Problem to work on
Please copy every line of the entries below that contains the string "vent".

* BEGIN Material for this task *

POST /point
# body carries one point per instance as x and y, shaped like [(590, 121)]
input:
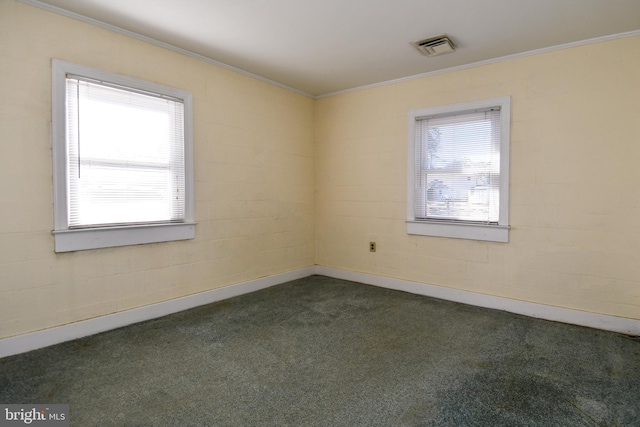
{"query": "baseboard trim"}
[(56, 335), (44, 338), (557, 314)]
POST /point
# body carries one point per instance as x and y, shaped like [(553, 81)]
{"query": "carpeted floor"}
[(327, 352)]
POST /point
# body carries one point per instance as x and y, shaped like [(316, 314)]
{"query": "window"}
[(458, 170), (122, 150)]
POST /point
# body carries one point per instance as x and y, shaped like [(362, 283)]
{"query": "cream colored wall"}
[(575, 181), (254, 171)]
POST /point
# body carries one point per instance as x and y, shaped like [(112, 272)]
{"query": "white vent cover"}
[(435, 45)]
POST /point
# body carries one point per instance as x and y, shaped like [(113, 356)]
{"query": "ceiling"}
[(322, 47)]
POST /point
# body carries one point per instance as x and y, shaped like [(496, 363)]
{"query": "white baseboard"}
[(557, 314), (39, 339), (46, 337)]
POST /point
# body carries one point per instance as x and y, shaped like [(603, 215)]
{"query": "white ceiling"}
[(321, 47)]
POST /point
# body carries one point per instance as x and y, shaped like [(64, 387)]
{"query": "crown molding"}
[(487, 62), (156, 42)]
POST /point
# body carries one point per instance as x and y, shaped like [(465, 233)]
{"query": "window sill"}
[(489, 233), (108, 237)]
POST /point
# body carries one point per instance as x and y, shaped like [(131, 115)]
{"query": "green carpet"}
[(327, 352)]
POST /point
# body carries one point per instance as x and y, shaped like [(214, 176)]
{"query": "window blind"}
[(458, 167), (125, 156)]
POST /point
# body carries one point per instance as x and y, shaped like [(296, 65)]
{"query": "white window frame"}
[(67, 239), (459, 229)]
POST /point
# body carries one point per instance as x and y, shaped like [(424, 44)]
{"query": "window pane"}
[(125, 156), (459, 167)]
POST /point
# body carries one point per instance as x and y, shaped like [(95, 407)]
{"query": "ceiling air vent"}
[(435, 45)]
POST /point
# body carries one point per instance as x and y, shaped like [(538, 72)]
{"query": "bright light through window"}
[(126, 161)]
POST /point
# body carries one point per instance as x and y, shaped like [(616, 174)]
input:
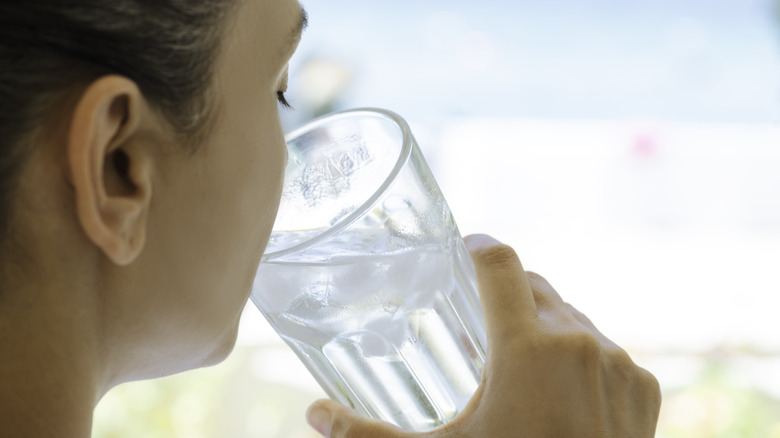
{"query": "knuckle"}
[(649, 385), (585, 344), (497, 255)]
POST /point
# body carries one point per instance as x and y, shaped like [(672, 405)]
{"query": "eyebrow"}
[(301, 25)]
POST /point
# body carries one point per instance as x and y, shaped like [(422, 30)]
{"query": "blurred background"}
[(628, 150)]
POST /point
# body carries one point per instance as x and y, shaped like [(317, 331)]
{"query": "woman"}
[(142, 161)]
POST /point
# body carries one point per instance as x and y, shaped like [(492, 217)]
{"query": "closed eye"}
[(283, 100)]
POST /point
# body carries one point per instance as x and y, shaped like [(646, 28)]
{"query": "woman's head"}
[(142, 161), (48, 48)]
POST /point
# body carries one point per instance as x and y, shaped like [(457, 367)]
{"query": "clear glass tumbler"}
[(366, 276)]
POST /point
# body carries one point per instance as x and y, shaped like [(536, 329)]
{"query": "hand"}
[(549, 371)]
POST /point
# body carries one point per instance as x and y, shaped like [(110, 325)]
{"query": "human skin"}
[(134, 256), (549, 371)]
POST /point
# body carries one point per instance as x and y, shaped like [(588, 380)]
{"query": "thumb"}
[(333, 420)]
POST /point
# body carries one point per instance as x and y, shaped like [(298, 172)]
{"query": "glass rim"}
[(403, 157)]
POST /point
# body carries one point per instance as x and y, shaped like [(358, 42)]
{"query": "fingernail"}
[(478, 241), (319, 418)]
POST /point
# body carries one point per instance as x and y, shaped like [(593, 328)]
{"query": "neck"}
[(49, 376)]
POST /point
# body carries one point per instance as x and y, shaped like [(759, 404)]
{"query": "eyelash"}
[(283, 100)]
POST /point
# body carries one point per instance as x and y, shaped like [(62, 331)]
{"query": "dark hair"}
[(48, 46)]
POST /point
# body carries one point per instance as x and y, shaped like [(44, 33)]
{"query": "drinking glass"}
[(366, 276)]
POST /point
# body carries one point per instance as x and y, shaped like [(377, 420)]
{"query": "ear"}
[(110, 166)]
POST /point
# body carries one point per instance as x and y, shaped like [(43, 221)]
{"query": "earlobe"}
[(110, 167)]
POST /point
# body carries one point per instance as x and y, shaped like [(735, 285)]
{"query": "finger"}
[(544, 294), (333, 420), (504, 290), (588, 324)]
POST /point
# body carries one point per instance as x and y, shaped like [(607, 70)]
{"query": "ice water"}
[(398, 336)]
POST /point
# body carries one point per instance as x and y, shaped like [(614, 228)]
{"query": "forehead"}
[(263, 34)]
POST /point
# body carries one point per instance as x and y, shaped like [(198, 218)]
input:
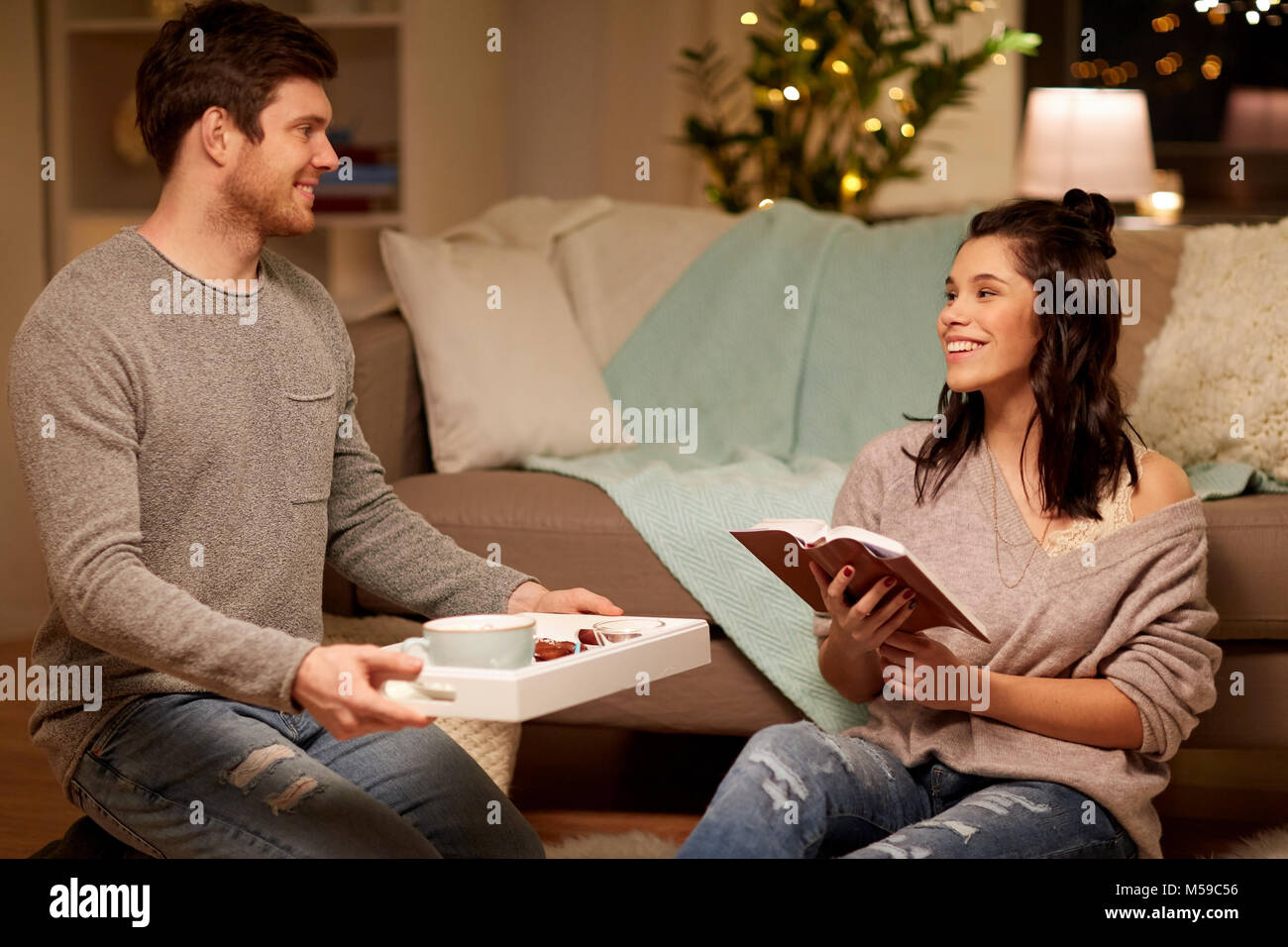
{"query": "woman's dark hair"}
[(1082, 445), (245, 52)]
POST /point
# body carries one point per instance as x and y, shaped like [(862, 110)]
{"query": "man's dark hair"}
[(248, 52)]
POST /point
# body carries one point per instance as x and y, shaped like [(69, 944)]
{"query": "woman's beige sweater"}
[(1129, 607)]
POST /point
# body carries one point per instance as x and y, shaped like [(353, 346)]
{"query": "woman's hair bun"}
[(1099, 215)]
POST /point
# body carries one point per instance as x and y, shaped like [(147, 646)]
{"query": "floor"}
[(562, 785)]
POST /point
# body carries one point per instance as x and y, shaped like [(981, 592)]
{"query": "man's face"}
[(269, 188)]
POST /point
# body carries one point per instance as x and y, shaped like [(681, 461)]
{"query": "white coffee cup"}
[(481, 641)]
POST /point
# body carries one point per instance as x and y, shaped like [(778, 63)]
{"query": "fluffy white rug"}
[(1270, 843), (1222, 352), (634, 844)]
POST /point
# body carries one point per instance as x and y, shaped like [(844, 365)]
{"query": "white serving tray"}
[(544, 686)]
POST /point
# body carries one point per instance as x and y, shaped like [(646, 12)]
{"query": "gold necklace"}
[(997, 531)]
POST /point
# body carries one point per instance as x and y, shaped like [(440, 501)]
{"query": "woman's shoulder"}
[(888, 447), (1160, 482)]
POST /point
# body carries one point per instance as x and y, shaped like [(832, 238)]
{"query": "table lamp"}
[(1095, 140)]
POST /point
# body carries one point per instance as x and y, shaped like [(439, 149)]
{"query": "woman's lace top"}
[(1115, 513)]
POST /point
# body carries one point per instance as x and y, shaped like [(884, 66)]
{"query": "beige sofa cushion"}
[(503, 368)]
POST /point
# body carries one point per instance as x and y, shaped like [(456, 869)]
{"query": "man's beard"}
[(252, 202)]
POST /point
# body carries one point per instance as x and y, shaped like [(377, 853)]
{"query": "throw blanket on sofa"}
[(795, 339)]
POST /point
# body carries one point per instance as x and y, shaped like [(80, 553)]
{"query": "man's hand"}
[(533, 596), (339, 685)]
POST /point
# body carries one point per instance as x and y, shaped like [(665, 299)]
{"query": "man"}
[(192, 455)]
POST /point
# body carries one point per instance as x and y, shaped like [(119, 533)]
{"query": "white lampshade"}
[(1095, 140)]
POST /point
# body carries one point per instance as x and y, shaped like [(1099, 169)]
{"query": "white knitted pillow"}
[(1222, 360)]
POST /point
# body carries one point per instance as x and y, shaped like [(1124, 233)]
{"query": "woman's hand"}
[(926, 652), (862, 626)]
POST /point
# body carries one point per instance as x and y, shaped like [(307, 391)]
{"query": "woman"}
[(1082, 553)]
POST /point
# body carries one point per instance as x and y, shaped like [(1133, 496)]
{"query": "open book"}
[(789, 545)]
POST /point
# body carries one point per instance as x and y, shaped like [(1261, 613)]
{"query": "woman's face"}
[(987, 302)]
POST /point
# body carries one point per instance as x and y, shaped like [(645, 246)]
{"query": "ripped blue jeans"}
[(799, 792), (198, 776)]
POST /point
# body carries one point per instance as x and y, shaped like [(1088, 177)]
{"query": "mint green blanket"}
[(784, 398), (785, 289)]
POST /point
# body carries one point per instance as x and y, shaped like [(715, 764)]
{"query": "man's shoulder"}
[(294, 277), (85, 294)]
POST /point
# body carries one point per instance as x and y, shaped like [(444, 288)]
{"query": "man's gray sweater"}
[(191, 474)]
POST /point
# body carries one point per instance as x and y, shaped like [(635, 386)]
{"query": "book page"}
[(880, 547), (807, 531)]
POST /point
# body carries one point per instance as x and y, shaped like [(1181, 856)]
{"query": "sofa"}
[(568, 532)]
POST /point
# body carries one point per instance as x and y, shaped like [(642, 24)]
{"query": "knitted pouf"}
[(492, 745)]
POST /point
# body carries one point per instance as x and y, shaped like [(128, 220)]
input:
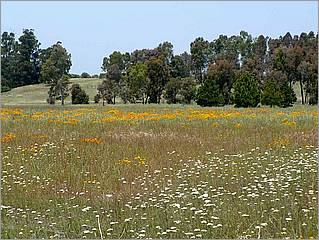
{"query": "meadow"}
[(159, 171)]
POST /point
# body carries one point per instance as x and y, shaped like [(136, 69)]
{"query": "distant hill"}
[(38, 93)]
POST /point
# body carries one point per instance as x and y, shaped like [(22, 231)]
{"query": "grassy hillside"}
[(37, 94)]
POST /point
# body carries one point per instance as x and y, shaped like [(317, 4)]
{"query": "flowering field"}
[(159, 172)]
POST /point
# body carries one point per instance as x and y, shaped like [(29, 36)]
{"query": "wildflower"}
[(91, 140)]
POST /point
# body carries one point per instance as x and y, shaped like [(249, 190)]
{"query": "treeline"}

* END Material for this task *

Solution below
{"query": "white vent cover"}
{"query": "ceiling air vent"}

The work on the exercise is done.